● Blok Teks
════
Surabaya, suararakyatjatim.com – Anggota Komisi A DPRD Surabaya, Arif Fathoni, mendorong Pemerintah Kota Surabaya berkolaborasi melibatkan sejumlah institusi untuk mencegah tawuran remaja selama Ramadan. Seluruh instrumen Pemkot harus digerakkan dan tidak lagi hanya bertumpu pada Satuan Polisi Pamong Praja (Satpol PP).
Thoni mengatakan Satpol PP perlu melibatkan tiga pilar untuk mengintensifka patroli ke wilayah rawan gangguan ketentraman dan ketertiban umum (trantibum). Idealnya, Pemkot sudah mempunyai data tempat yang berpotensi kerawanan sosial di Kota Surabaya.
“Maka Satpol PP bersama 3 pilar dan Dinas Pendidikan juga Asisten bagian pemerintah kota untuk melakukan penyisiran terhadap wilayah yang sering terjadinya tawuran itu kira-kira ada persoalan apa,” ujar Thoni, di DPRD Surabaya kepada suararakyatjatim.com,
Thoni mengakui kewenangan penanganan aksi tawuran yang melibatkan para pelajar SMA itu sebenarnya ada di Pemerintah Provinsi Jawa Timur. Meski demikian, dia menilai perlu pelibatan institusi Pemkot yaitu camat dan lurah untuk memberikan pendampingan dan pembinaan,
“Agar pelajar itu tidak ikut-ikutan aksi tawuran,” katanya.
════
● Data yang Disediakan

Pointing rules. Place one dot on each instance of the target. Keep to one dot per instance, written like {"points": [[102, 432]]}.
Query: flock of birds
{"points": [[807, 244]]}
════
● Yang Harus Dikerjakan
1. Menurut teks tentang pencegahan tawuran remaja, di tangan siapa sebenarnya kewenangan penanganan tawuran yang melibatkan pelajar SMA?
2. Tuliskan lanjutan teks tentang pencegahan tawuran remaja selama Ramadan, dimulai sesudah kalimat terakhirnya.

● Jawaban Tugas
1. Pemerintah Provinsi Jawa Timur.

2.
Usia remaja, terang Thoni, masih dalam kondisi rentan secara emosi. Kecenderungan pencarian jati diri sangat kuat dan potensial salah dalam memilih pergaulan.
Meski demikian, kondisi ini tidak bisa dikecam. Para remaja tersebut membutuhkan bimbingan.
“Kita tidak bisa mengecam, menegakkan hukum secara ansich saja,” tegasnya
Selain itu, Thoni menilai pentingnya peran Dinas Pendidikan dan bagian pemerintah kota Surabaya untuk aktif menggerakkan lurah dan camat melakukan pemetaan dan pendampingan. Agar, anak-anak seusia itu yang sedang mencari proses jati diri bisa dicerahkan dan sadar kembali.
“Kira-kira apa yang menjadi problem mereka,” katanya.
Untuk itu, dia berharap seluruh instrumen Pemkot Surabaya juga harus terlibat dan bergerak tak hanya bertumpu pada Satpol PP saja. Termasuk bagaimana lurah, camat, dan Dinas Pendidikan juga bergerak aktif.
“Mudah-mudahan di kemudian hari tidak ada kenakalan remaja lagi yang menjerumus ke aksi-aksi anarkis yang merugikan kepentingan umum maupun fasilitas umum,” ujarnya.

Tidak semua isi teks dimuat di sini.